SOURCE EXCERPT =

P. J. Hairston

Personal information
- Born: December 24, 1992 (age 33) Greensboro, North Carolina, U.S.
- Listed height: 6 ft 6 in (1.98 m)
- Listed weight: 230 lb (104 kg)

Career information
- High school: Dudley (Greensboro, North Carolina); Hargrave (Chatham, Virginia);
- College: North Carolina (2011–2013)
- NBA draft: 2014: 1st round, 26th overall pick
- Drafted by: Miami Heat
- Playing career: 2014–2017
- Position: Small forward / shooting guard
- Number: 19

Career history
- 2014: Texas Legends
- 2014–2016: Charlotte Hornets
- 2016: Memphis Grizzlies
- 2016–2017: Rio Grande Valley Vipers

Career highlights
- NBA D-League All-Rookie Second Team (2014); McDonald's All-American (2011); Third-team Parade All-American (2011);
- Stats at NBA.com
- Stats at Basketball Reference

= P. J. Hairston =

American basketball player (born 1992)

WORK TO COMPLETE =
1. List every team named in the career history section of the P. J. Hairston profile.
2. Pick up the P. J. Hairston profile from where it stops and write its next lines.
The entries have no connection to the P. J. Hairston profile.

DATA LINES =
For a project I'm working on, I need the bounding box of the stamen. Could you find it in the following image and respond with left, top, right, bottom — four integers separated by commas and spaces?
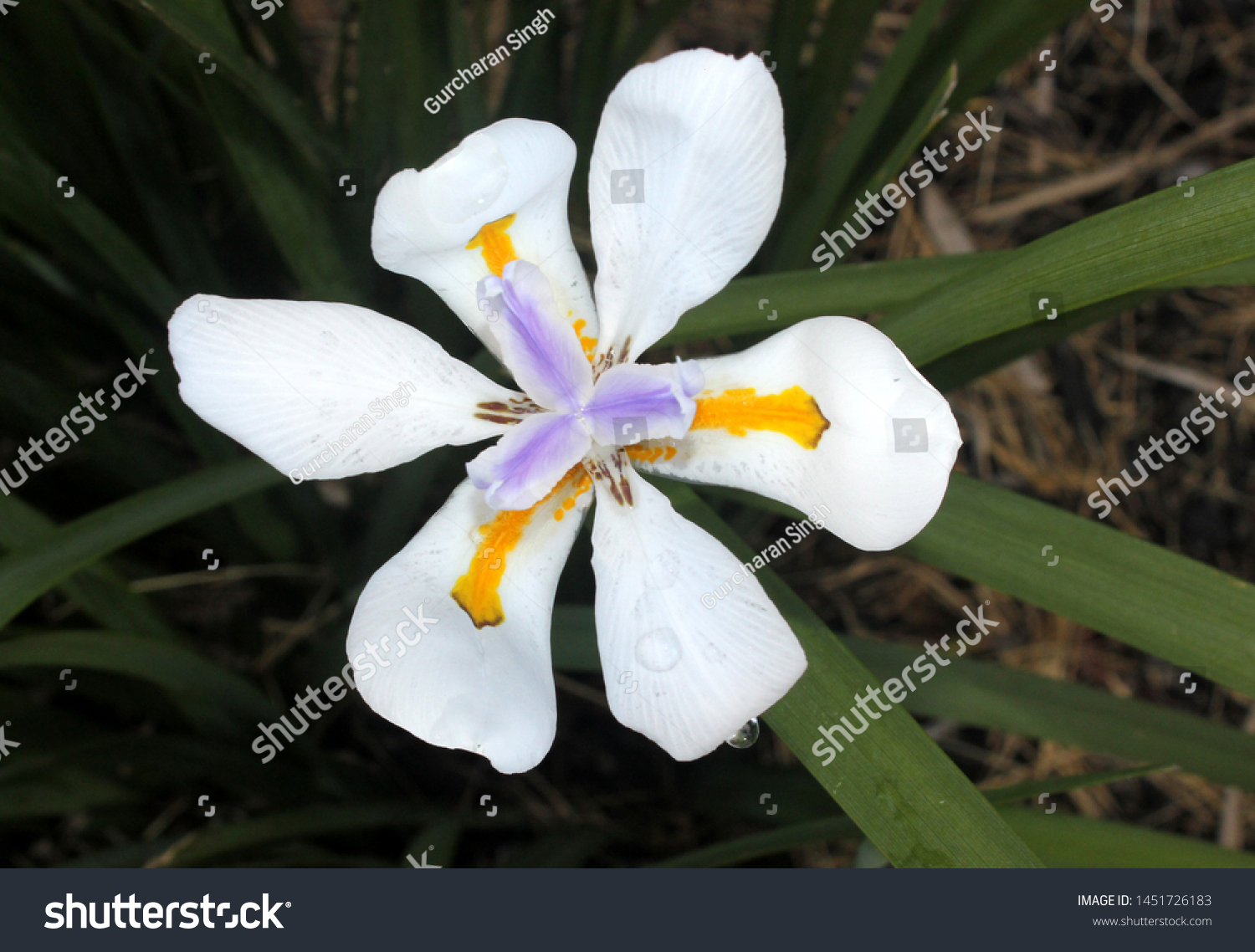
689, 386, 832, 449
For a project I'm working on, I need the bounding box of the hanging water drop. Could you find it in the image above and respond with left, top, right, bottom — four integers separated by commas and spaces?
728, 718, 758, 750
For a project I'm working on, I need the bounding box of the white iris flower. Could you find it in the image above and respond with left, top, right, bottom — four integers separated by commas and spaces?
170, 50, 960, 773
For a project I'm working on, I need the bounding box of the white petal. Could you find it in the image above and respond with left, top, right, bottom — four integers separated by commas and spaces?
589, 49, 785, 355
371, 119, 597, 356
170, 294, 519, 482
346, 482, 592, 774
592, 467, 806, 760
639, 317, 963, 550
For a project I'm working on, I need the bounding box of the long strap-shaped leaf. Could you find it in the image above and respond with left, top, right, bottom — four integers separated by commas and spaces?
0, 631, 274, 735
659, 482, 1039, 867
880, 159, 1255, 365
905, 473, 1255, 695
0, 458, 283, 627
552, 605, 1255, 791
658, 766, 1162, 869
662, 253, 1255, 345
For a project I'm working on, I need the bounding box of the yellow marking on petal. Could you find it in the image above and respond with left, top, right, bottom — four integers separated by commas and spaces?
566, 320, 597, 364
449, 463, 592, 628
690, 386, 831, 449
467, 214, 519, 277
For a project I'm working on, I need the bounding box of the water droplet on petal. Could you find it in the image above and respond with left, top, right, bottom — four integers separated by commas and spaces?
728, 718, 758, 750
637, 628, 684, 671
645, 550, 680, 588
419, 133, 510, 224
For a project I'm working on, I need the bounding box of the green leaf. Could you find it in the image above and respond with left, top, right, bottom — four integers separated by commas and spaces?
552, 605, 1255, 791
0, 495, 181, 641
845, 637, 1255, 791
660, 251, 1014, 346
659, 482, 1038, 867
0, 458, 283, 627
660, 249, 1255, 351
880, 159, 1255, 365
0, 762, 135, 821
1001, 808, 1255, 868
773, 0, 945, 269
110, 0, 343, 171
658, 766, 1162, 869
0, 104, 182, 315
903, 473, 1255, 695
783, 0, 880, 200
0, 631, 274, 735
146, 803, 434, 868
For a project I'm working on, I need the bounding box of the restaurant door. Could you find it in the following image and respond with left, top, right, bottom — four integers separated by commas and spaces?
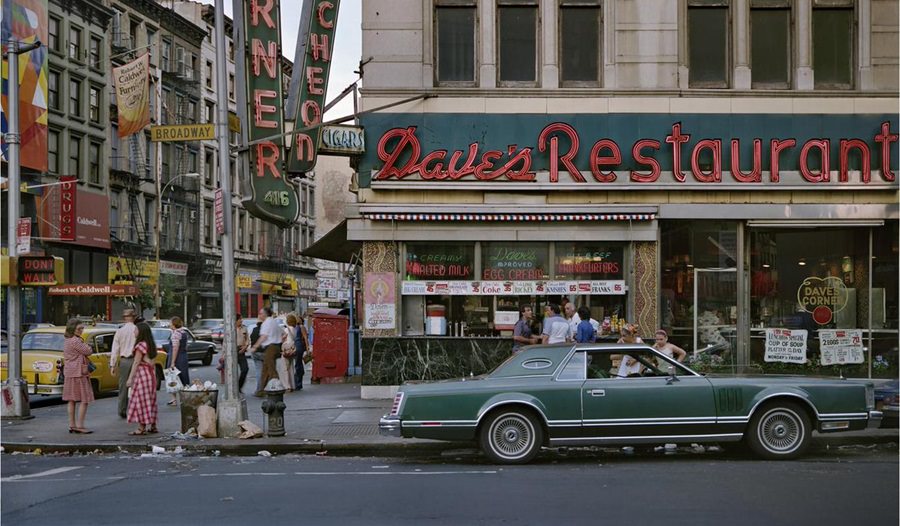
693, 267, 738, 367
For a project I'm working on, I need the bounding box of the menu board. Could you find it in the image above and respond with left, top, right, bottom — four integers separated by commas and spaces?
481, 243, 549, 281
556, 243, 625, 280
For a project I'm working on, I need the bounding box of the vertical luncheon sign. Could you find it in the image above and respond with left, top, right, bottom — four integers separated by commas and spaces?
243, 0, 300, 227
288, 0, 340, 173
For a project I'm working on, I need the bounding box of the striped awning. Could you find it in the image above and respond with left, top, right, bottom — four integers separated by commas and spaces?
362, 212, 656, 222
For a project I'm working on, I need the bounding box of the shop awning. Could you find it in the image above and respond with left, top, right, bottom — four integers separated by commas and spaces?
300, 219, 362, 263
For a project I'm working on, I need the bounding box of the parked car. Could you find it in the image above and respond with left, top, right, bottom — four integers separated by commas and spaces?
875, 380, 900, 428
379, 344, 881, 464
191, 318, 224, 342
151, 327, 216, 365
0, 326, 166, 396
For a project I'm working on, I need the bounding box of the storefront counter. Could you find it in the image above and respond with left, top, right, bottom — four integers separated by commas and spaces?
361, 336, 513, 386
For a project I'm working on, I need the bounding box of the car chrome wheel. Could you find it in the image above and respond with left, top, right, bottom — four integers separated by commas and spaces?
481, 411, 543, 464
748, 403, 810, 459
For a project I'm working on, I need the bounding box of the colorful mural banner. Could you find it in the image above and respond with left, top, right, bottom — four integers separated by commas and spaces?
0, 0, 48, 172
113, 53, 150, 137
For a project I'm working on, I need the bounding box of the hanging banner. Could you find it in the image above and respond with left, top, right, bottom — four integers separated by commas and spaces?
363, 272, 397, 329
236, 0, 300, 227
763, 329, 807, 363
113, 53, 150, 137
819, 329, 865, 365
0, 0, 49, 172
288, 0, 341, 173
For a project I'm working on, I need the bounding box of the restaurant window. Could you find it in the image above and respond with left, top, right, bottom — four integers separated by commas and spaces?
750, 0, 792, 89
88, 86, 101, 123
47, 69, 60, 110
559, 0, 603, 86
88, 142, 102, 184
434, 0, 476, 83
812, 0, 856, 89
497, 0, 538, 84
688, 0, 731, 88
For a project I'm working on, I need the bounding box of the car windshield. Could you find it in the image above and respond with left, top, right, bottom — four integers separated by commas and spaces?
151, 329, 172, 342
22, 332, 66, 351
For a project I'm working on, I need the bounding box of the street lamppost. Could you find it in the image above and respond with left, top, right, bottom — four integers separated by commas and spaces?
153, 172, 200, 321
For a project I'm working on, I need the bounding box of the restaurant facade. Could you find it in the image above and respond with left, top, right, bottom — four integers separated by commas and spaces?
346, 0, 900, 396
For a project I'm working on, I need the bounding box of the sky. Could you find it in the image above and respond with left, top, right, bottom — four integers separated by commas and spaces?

--

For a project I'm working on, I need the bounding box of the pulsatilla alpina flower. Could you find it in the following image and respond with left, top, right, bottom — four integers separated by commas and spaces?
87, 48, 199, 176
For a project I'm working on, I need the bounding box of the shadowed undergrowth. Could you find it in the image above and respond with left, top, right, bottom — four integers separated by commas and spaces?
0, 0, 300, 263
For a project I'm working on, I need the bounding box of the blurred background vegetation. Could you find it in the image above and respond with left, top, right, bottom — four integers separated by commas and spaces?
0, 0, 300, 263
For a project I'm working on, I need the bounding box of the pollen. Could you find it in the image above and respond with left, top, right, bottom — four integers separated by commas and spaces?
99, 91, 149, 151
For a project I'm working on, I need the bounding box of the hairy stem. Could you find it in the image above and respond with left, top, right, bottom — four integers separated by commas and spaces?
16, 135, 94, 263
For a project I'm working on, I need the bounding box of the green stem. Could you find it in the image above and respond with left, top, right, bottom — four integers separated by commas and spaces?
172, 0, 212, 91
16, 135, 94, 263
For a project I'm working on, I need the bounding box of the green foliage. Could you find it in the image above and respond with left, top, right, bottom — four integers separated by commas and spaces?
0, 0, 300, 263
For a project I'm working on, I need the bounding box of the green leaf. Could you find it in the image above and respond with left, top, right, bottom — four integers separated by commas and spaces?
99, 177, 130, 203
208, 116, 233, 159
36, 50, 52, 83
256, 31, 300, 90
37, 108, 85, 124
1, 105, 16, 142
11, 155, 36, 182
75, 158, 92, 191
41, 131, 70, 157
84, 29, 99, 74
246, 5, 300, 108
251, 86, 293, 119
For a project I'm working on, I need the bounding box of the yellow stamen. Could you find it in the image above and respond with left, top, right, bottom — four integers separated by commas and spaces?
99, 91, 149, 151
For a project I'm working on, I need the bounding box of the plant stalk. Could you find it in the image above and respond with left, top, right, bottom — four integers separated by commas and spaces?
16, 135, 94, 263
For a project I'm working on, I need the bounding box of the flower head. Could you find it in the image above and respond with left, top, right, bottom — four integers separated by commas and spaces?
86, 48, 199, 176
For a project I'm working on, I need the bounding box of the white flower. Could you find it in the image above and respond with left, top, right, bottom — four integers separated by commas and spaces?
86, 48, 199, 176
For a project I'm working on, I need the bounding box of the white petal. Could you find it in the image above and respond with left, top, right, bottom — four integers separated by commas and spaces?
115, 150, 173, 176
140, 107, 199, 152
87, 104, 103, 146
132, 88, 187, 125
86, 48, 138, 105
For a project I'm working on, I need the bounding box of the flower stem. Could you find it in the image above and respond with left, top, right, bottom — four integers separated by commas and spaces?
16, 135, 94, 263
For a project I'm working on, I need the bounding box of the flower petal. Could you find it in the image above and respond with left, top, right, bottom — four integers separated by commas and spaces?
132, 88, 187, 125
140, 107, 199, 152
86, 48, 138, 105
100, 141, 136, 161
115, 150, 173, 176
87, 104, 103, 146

OUTPUTS FOR THE TASKS =
1. Texas Legends, Charlotte Hornets, Memphis Grizzlies, Rio Grande Valley Vipers

2.
Samuel Peterson "P. J." Hairston Jr. (born December 24, 1992) is an American former professional basketball player. He played college basketball for the North Carolina Tar Heels. He finished his sophomore season in 2013 and was eligible for the 2014 NBA draft. He was selected with the 26th overall pick in the 2014 NBA draft by the Miami Heat, and was later traded to the Charlotte Hornets in exchange for Shabazz Napier.

==High school career==
Hairston attended Dudley High School in Greensboro for his first three years of high school. He scored 53 points in one game as a junior. For his senior year of high school, he played at Hargrave Military Academy in Chatham, Virginia and averaged 25.6 points, 9.2 rebounds, and 4.7 assists. He scored 15 points in the 2011 McDonald's All-American Boys Game.

Considered a five-star recruit by ESPN.com, Hairston was listed as the No. 3 shooting guard and the No. 13 player in the nation in 2011.

==College career==
In 2011, Hairston joined the North Carolina Tar Heels for the 2011–12 season as a freshman. He was the team's eighth-leading scorer at 5.7 points per game and led the team in free-throw percentage.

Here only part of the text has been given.